### REQUIREMENT
Copy the value proposition text from "Three Questions to" down to "business’s key differentiators?", substituting "misunderstandings" for "misconceptions".

### EXERCISE TEXT
=== Begin Enclosure ===

Value Proposition Best Practices: Arm Your Sales Team with the Vision Needed to Succeed

Business speaker Jaynie Smith, states a value proposition must provide a clear answer to a single question: “Why should I buy from you and not your competition?”

According to the Vistage post where Smith made that point, 95 percent of businesses don’t even know what their competitive advantages are, which means they certainly haven’t crafted a message that lets their salespeople spell it out to customers.

Since the first part of this series covered the basics of why value propositions are critical to business success and scalability, this article will outline how to create, document, and leverage your own.

 

Three Questions to Get You Started

Salespeople need a clear, concise and persuasive USP to communicate to customers. Without these, there will be no consistency to their messaging, and it’s likely they will find themselves focusing on the features and benefits they as individuals understand best, rather than those that will appeal most to the prospect in question. This opens the door for misconceptions and lost opportunities. Get a handle on your value proposition and USPs by starting with three simple questions:

  • What are the business’s key differentiators?

=== End Enclosure ===

Dataset excerpts

=== Begin Enclosure ===

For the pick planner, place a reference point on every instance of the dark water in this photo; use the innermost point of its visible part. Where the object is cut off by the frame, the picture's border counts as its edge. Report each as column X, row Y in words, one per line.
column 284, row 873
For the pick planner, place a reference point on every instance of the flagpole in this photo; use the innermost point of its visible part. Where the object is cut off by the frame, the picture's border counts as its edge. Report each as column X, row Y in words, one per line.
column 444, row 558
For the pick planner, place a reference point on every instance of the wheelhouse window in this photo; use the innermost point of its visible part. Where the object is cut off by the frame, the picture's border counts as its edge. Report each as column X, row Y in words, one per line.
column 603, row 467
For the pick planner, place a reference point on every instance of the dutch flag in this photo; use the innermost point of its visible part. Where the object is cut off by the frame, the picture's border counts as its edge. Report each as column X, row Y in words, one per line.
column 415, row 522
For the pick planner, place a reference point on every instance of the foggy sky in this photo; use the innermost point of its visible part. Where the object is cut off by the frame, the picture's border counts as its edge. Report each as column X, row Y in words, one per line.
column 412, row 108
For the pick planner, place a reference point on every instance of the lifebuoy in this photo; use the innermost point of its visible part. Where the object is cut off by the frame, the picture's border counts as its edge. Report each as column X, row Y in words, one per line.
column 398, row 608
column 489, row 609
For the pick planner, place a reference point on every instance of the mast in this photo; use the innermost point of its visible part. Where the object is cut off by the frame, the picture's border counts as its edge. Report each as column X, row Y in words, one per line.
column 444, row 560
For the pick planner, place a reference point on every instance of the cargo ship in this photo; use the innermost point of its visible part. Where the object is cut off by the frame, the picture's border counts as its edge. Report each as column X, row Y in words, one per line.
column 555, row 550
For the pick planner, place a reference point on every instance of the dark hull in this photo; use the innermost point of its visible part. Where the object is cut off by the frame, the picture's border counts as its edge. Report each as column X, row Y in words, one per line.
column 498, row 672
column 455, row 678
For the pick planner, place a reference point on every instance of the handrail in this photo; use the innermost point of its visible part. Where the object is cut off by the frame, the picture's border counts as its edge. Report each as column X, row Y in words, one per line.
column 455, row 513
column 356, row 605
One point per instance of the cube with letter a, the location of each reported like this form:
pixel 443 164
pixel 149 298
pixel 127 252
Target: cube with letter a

=== End Enclosure ===

### TASK RESULT
Three Questions to Get You Started

Salespeople need a clear, concise and persuasive USP to communicate to customers. Without these, there will be no consistency to their messaging, and it’s likely they will find themselves focusing on the features and benefits they as individuals understand best, rather than those that will appeal most to the prospect in question. This opens the door for misunderstandings and lost opportunities. Get a handle on your value proposition and USPs by starting with three simple questions:

  • What are the business’s key differentiators?